» **TASK TO CARRY OUT**
Write the data out again so that it matches word for word.

Top of DATA EXCERPTS

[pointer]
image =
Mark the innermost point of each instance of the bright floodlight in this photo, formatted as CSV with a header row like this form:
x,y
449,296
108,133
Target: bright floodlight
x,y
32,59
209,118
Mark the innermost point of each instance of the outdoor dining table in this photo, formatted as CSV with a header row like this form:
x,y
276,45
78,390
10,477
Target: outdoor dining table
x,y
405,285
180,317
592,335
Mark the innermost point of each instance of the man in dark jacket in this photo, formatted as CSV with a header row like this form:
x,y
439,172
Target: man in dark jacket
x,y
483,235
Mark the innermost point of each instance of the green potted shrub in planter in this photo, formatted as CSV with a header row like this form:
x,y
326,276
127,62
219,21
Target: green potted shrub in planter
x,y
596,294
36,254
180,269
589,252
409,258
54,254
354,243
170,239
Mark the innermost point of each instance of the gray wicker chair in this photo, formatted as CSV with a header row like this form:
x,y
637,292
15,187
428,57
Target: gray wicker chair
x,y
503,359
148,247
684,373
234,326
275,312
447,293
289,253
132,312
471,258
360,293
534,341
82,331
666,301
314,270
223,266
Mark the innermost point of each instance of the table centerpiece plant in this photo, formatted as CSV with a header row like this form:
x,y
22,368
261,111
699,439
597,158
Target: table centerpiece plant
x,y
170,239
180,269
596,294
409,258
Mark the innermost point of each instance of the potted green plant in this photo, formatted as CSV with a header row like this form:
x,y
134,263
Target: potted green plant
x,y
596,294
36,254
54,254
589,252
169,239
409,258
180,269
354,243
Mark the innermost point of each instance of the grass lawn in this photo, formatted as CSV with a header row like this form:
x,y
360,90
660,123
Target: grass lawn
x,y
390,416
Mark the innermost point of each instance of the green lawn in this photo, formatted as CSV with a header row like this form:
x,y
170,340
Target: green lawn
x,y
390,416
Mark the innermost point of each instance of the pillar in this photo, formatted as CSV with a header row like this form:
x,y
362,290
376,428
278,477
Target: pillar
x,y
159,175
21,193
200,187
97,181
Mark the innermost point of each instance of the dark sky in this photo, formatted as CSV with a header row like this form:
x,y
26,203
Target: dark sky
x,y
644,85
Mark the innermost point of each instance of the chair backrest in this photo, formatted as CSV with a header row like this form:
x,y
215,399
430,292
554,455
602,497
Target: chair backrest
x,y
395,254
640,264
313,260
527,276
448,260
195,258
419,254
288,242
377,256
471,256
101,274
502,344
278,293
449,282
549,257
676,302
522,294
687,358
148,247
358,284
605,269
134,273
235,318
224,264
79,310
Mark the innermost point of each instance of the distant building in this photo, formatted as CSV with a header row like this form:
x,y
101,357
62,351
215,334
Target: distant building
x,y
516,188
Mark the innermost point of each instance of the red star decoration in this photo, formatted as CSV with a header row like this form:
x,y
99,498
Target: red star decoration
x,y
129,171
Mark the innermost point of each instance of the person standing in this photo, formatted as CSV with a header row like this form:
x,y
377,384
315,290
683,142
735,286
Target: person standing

Bottom of DATA EXCERPTS

» **FINISHED EXERCISE**
[pointer]
image =
Mark the innermost point of each instance of the bright floodlight in this photo, formatted as CSV with a header row like this form:
x,y
449,296
108,133
Target: bright floodlight
x,y
32,59
209,118
Mark the innermost point of each instance of the outdoor dining table in this photo, formatted as CSV with a header row like this form:
x,y
276,45
78,390
10,477
Target: outdoor dining table
x,y
405,285
180,317
592,335
Mark the innermost point of each instance of the man in dark jacket in this photo, formatted as CSV with a header row like this form:
x,y
439,172
Target: man in dark jacket
x,y
483,235
Mark the innermost point of each instance of the green potted shrub in planter in this photo, formatted as CSV with a header row like this form:
x,y
326,276
127,62
219,21
Target: green potted shrub in planter
x,y
596,294
36,254
180,269
589,252
409,258
54,254
354,243
170,239
Mark the innermost point of each instance of the gray wicker chair in this photo, formatted as CSV with a header row like this form:
x,y
637,292
15,187
428,57
Target: gray wicker chair
x,y
503,359
148,247
684,373
234,326
275,312
447,293
289,253
132,312
471,258
360,293
534,341
82,331
666,301
314,270
223,266
Mark the innermost point of each instance of the table centerpiece plant in this photo, formatted as CSV with a header row like this form:
x,y
22,368
261,111
699,439
597,158
Target: table centerpiece plant
x,y
170,239
180,269
596,294
409,258
Mark the innermost point of each instance of the potted green plant in this photo, formatted as CSV with a header row like this form:
x,y
134,263
Target: potted green plant
x,y
596,294
36,254
54,254
589,252
169,239
409,258
180,269
354,243
Mark the innermost point of each instance of the grass lawn in this photo, formatted as CSV with a header row like this form:
x,y
360,90
660,123
Target: grass lawn
x,y
390,416
Mark the innermost point of each instance of the green lawn in this photo, formatted as CSV with a header row like this form:
x,y
170,340
Target: green lawn
x,y
390,416
Mark the innermost point of each instance of the pillar in this photo, formatted as CSV with a header row like this form:
x,y
362,290
376,428
278,477
Target: pillar
x,y
159,175
21,193
200,187
97,181
Mark the innermost point of each instance of the dark sky in this photo, formatted as CSV with a header row like this form:
x,y
26,203
Target: dark sky
x,y
644,85
Mark the innermost point of each instance of the chair backrest in this photo, formatted as CSV with a header row like this form:
x,y
215,399
430,292
554,455
602,497
Target: chair backrest
x,y
395,254
640,264
313,260
527,276
448,260
195,258
419,254
288,242
377,256
471,256
101,274
502,344
278,293
449,282
549,257
676,302
522,294
687,358
148,247
358,284
605,269
134,273
235,318
224,264
79,310
Mark the innermost point of each instance of the distant building in this photo, formatted as CSV with a header row like this form:
x,y
101,357
62,351
215,334
Target: distant building
x,y
516,188
Mark the innermost point of each instance of the red star decoration in this photo, formatted as CSV with a header row like this form:
x,y
99,498
Target: red star decoration
x,y
129,171
Mark the innermost point of each instance of the person standing in this photo, formatted as CSV with a header row like this form:
x,y
377,384
315,290
683,142
735,286
Target: person standing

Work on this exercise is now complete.